COSA FARE:
A – Chi ha curato il mastering dell'album secondo la recensione?
B – Riscrivi in forma più breve il paragrafo della recensione che inizia con "Innanzitutto la cosa che mi è piaciuta", mantenendone i fatti principali.
C – Prosegui la recensione di "Titans of creation" a partire dall'ultima frase presente.

RECENSIONE FORNITA:

--------------------------------------------------

Io andrei subito dritto al punto: “
TItans of creation” spazza via senza troppi problemi tutti e tre gli ultimi album in studio dei
Testament, e se 2+2=4, va da sé che questo significa che è il miglior album della band fin dai lontani tempi di “
The gathering” (1999). So già che qualcuno di voi ora starà pensando che sono esagerato, ma ovviamente cercherò di spiegarvi il motivo di questa mia dichiarazione, lo ammetto, abbastanza forte.
Innanzitutto la cosa che mi è piaciuta di più di quest’album, fin da subito, è che finalmente i nostri sono tornati a fare quello che gli riesce meglio, e cioè suonare puro thrash metal. Scordatevi, quindi, i suoni groove metal degli ultimi tempi, ridondanti e ciotti ciotti, sicuramente specchietto per le allodole per i pischelli così abituati a produzioni iper pompate, ma assolutamente lontani dalla quintessenza della band. E scordatevi anche il death metal che spesso e volentieri, negli ultimi anni, andava a ‘sporcare’ il sound del gruppo. Complice anche la produzione pulita e cristallina, ma non per questo meno potente, ad opera di
Peterson e
Billy e il mastering di
Andy Sneap, il sound è tornato ad essere quello dei bei tempi, ovviamente senza scordarsi che siamo nel 2020, quindi chitarre taglienti, batteria e basso che pompano e la voce dell’indiano potente e fiera sopra tutto il resto.
Ma non finisce certo qui, ovviamente. La cosa più importante è che la band è sì tornata a thrasheggiare alla grande, ma soprattutto ha infarcito di nuovo i brani di quelle melodie che li hanno sempre resi differenti da tanti altri loro colleghi, e il merito di questo è tanto di
Skolnick che di
Chuck, che ha messo da parte il growl quasi del tutto ed è tornato a cantare con la sua caratteristica e particolare voce. Il quartetto di brani sparati all’inizio sono una vera goduria per le orecchie, c’è tutto quello che possiamo aspettarci dal gruppo di Oakland, e cioè pezzi tirati, assoli in grande stile, armonizzazioni, melodie, cambi di tempo. Insomma, già questi quattro brani basterebbero all’acquisto del disco, tanto alto è per me il loro livello.

--------------------------------------------------

VOCI DI DATI:
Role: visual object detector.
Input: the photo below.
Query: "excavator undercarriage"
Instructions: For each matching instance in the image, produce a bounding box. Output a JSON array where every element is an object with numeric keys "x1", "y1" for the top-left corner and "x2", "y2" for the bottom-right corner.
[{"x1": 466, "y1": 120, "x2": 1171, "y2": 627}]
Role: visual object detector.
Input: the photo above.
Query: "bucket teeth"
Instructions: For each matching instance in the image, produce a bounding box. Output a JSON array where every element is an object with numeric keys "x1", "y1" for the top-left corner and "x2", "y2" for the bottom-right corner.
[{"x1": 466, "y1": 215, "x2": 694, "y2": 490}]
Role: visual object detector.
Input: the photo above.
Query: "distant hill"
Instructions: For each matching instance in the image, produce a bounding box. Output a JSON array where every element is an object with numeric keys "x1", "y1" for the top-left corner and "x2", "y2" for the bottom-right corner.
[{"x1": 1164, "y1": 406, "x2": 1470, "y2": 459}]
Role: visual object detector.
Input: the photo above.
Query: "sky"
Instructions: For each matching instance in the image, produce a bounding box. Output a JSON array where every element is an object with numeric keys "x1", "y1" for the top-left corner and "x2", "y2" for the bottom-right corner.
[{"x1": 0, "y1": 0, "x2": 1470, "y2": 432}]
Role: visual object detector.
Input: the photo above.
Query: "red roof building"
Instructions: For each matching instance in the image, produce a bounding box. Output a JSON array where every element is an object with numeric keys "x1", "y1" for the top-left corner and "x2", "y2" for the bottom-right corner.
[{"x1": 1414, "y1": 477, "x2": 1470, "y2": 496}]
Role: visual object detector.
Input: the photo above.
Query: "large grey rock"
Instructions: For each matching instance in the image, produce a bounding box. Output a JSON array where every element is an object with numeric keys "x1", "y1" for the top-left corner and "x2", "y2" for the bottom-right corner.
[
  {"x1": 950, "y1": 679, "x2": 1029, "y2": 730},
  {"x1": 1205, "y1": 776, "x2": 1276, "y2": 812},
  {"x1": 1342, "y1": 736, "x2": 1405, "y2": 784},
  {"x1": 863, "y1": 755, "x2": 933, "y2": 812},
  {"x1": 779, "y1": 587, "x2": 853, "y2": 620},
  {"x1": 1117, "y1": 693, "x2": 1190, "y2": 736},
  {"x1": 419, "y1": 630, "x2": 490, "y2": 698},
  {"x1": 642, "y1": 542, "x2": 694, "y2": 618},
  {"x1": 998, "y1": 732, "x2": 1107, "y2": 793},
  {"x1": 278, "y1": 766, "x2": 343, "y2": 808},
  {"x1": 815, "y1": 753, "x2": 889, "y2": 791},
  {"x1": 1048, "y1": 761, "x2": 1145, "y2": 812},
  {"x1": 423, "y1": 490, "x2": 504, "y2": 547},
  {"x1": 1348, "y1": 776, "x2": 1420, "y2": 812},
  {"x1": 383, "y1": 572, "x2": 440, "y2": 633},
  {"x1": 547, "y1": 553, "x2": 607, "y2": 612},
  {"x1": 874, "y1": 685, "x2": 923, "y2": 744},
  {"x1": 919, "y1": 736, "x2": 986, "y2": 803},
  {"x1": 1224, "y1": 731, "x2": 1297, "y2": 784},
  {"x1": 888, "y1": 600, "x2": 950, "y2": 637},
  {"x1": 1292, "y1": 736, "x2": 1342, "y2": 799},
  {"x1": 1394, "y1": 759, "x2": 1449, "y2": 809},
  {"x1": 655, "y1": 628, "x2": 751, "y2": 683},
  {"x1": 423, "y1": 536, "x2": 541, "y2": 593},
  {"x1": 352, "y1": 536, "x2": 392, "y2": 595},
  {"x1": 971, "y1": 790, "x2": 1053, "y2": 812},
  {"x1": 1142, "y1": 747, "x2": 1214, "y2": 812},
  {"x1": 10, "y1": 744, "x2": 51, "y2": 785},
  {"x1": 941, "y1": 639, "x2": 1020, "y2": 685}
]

--------------------------------------------------

RISPOSTE PER COMPITO:
A – Andy Sneap.

B – Ciò che piace di più dell'album è il ritorno della band al puro thrash metal, senza i ridondanti suoni groove metal degli ultimi tempi né le influenze death metal che ne sporcavano il sound. Grazie alla produzione pulita ma potente di Peterson e Billy e al mastering di Andy Sneap, il suono è tornato quello dei bei tempi, aggiornato al 2020: chitarre taglienti, batteria e basso che pompano e la voce potente e fiera dell'indiano sopra tutto il resto.

C –
L’opener “
Children of the next level” e “
Night of the witch” le conoscerete già da tempo in quanto sono state date in pasto dalla label agli impazienti fans già da un mesetto, ormai. Delle due ho apprezzato senza dubbio di più la prima, una killer song come non ne scrivevano da tempo, ma anche la seconda non mi dispiace, grazie anche alla variazione centrale che la rende più varia, con
Peterson che ruba la scena al compare con il suo scream. “
Dream deceiver” spazza via tutto, arricchita da un ottimo solo di
Alex, dal lavoro come sempre impeccabile di
Hoglan e
Di Giorgio, sempre più alieni, oltre che da un ritornello catchy come piace a noi, che sa molto di anni ‘80. Furia selvaggia, invece, per “
WW III”, secondo brano del disco, che presenta un riff portante che ci catapulta di nuovo in pieni eighties e
Billy ancora una volta sugli scudi con una prova strepitosa. Sembra davvero che i nostri siano tornati indietro con gli anni, e sentire ancora una volta i refrain melodici a cui ci avevano abituati non può che far piacere.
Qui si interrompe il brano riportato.